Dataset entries
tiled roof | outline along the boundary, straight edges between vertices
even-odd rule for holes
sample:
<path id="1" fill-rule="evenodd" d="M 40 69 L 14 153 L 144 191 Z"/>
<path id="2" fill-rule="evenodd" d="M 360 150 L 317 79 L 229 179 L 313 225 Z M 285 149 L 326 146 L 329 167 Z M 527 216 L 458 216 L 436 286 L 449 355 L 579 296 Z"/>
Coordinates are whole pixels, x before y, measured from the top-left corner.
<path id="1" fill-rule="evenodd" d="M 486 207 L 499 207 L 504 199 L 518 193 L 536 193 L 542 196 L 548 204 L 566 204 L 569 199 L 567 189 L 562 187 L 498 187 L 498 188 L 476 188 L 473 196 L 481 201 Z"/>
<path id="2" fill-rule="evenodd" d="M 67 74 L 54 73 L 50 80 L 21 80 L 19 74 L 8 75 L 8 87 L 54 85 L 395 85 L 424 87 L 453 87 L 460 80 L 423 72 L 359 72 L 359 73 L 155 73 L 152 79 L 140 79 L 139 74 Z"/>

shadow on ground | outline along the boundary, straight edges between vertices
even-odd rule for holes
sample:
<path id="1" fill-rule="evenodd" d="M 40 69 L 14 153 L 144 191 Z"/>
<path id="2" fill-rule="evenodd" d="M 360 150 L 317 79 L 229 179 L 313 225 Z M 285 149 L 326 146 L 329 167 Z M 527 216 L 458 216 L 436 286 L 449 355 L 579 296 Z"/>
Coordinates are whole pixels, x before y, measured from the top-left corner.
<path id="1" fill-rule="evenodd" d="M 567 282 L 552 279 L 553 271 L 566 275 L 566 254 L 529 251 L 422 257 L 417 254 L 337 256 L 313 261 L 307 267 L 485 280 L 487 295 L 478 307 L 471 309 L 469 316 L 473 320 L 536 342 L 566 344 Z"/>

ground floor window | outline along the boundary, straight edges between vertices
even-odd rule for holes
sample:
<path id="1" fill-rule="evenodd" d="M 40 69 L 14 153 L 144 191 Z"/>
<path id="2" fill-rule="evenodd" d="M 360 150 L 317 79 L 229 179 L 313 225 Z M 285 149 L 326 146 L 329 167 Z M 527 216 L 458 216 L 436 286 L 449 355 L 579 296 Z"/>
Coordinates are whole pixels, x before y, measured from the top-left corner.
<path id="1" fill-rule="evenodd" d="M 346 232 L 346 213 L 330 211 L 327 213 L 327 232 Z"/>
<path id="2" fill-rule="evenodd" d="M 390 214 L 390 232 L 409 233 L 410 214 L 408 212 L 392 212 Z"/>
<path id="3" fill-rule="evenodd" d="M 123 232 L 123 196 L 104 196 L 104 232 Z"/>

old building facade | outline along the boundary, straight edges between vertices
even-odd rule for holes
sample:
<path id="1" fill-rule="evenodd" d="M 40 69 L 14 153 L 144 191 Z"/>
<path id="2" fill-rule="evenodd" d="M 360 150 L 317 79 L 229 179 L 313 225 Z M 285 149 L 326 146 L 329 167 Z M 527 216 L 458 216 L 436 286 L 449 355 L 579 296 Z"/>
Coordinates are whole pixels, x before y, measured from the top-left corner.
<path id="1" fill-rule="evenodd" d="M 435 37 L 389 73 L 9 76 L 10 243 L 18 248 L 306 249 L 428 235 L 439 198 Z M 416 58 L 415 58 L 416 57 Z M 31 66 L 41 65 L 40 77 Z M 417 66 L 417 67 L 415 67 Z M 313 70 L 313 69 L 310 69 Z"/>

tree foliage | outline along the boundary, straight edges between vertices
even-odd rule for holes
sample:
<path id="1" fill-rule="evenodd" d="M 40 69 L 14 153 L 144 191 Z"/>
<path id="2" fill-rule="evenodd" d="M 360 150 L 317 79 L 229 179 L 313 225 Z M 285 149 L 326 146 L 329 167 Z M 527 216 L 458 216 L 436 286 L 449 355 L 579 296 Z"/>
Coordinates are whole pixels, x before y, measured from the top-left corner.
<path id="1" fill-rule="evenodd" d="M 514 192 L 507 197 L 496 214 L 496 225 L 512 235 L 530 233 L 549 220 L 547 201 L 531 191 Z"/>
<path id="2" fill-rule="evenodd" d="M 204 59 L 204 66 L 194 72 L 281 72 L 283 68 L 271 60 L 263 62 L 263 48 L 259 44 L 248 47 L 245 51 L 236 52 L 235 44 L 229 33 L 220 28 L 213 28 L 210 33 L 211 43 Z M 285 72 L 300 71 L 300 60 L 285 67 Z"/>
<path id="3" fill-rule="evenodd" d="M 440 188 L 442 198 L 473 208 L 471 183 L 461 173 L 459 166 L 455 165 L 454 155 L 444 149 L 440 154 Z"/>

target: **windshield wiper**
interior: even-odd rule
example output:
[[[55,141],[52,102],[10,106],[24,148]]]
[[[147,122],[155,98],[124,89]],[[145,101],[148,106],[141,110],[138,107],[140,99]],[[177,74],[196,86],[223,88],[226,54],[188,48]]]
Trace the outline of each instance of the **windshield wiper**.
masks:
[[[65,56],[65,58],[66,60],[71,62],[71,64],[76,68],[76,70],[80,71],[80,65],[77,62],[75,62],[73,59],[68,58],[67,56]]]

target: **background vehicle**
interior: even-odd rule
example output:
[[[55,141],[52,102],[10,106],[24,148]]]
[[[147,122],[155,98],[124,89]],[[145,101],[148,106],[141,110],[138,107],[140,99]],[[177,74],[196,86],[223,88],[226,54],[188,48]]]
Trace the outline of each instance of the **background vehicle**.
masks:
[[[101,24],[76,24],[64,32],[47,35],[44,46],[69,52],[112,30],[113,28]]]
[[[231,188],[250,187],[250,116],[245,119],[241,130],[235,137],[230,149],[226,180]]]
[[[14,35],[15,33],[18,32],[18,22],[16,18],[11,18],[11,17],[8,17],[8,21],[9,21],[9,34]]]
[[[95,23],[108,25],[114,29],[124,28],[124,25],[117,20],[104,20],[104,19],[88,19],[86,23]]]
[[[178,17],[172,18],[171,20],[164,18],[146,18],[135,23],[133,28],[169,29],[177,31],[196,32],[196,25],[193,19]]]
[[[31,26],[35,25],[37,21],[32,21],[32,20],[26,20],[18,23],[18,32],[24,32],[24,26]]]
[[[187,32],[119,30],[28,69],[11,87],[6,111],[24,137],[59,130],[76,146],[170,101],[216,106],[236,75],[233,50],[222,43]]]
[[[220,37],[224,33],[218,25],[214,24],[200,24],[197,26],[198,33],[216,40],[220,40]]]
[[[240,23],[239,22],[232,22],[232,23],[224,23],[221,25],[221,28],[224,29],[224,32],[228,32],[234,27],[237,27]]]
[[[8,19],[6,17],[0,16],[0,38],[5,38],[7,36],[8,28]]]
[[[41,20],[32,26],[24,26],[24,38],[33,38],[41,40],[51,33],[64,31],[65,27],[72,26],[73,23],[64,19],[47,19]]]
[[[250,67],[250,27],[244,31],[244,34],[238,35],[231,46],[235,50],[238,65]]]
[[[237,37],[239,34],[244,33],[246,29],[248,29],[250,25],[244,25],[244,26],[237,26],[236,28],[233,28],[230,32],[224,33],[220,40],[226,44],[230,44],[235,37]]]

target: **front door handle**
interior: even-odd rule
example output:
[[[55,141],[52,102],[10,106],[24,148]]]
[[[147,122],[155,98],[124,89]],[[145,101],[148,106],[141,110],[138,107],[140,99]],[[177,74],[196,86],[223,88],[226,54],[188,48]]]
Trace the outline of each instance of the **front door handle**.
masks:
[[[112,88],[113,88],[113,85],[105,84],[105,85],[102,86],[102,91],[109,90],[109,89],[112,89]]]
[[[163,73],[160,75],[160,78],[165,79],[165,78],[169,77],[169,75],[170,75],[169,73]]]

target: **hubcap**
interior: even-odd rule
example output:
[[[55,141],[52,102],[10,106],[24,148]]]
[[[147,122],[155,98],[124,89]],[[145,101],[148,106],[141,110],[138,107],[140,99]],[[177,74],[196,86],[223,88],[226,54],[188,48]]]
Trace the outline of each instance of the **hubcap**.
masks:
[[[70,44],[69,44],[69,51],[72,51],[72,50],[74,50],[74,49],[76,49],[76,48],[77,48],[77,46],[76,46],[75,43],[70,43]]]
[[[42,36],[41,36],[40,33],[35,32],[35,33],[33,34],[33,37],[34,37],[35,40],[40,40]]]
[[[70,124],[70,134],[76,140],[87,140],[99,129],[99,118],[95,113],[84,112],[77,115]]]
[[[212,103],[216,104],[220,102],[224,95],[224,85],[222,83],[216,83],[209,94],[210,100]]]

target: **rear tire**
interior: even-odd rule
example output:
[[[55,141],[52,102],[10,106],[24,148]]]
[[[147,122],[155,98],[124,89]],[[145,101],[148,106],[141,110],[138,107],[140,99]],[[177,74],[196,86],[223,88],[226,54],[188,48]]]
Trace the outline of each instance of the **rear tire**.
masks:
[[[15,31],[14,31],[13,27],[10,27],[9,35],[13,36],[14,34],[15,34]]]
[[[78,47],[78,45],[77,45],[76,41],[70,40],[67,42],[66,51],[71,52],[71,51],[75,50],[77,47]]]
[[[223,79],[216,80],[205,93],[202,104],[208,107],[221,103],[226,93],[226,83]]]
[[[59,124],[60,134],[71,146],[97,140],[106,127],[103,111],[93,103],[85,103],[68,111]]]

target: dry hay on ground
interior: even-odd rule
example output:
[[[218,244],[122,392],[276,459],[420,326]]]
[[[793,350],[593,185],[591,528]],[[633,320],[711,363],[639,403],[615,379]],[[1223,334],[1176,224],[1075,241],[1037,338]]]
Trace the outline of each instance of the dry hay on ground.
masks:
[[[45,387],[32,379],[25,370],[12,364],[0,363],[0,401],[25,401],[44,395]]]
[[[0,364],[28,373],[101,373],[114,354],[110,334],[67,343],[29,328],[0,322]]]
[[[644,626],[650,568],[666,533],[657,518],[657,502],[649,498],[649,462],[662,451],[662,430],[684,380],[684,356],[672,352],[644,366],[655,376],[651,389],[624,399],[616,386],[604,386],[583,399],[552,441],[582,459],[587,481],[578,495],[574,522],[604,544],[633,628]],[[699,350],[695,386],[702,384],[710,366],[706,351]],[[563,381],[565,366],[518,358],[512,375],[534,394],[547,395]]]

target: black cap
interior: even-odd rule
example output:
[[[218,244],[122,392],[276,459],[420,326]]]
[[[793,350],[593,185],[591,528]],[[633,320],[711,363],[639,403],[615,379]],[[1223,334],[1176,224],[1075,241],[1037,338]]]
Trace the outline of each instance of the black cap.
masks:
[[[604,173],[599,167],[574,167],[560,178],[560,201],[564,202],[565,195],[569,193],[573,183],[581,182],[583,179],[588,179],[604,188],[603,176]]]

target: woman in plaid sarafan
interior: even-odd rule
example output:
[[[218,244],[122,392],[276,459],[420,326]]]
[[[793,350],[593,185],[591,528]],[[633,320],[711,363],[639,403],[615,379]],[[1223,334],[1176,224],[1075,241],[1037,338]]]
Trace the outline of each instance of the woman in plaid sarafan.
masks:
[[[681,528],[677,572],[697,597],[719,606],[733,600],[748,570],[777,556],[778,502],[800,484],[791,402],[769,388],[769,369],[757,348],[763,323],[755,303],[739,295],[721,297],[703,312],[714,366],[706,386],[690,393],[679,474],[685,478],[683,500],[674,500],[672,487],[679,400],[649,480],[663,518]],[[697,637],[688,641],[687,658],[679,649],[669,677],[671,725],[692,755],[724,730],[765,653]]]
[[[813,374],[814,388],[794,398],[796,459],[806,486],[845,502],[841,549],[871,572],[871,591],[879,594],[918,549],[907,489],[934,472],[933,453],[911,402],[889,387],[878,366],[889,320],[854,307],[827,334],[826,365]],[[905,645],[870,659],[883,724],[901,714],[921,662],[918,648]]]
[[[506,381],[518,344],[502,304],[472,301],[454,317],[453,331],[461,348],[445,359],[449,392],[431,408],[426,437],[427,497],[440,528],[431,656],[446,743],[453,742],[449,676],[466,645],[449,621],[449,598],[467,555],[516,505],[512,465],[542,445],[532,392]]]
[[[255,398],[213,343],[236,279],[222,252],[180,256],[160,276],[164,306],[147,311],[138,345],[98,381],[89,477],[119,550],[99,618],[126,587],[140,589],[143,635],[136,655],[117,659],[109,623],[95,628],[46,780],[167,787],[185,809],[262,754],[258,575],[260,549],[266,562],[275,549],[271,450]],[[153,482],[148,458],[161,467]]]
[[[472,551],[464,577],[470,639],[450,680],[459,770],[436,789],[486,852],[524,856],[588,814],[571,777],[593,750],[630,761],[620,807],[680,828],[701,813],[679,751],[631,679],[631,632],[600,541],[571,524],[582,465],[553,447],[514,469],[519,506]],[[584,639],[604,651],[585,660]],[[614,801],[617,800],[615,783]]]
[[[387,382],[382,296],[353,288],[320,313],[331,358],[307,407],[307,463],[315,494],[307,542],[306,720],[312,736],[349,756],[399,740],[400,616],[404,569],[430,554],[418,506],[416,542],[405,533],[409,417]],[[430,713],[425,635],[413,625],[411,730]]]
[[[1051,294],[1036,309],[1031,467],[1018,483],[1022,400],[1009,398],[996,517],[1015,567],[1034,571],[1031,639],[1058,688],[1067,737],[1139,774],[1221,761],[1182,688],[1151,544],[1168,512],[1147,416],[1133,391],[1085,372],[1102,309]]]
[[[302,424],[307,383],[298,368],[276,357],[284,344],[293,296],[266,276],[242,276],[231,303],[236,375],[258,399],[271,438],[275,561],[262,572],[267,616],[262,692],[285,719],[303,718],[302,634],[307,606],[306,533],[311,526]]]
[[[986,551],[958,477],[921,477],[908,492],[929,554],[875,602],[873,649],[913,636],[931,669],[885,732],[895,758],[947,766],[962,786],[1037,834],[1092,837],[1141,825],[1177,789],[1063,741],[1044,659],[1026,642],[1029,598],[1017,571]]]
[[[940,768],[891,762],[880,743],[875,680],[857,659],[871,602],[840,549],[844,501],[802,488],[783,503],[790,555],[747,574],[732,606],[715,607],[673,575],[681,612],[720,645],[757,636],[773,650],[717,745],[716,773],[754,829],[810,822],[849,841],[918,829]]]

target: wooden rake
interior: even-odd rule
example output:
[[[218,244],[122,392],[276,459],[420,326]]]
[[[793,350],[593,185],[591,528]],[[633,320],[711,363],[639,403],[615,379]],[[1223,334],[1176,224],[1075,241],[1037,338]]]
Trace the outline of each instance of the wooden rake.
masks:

▶ _Exercise objective_
Which of the lines above hold the string "between"? Pick each of them out.

▶ _Task output_
tiled roof | outline along the boundary, straight edges between vertices
shadow on ground | outline along the boundary, straight edges between vertices
ground floor window | outline along the boundary, straight edges between vertices
old building facade | outline along the boundary, straight edges between vertices
tree foliage | outline along the boundary, straight edges between vertices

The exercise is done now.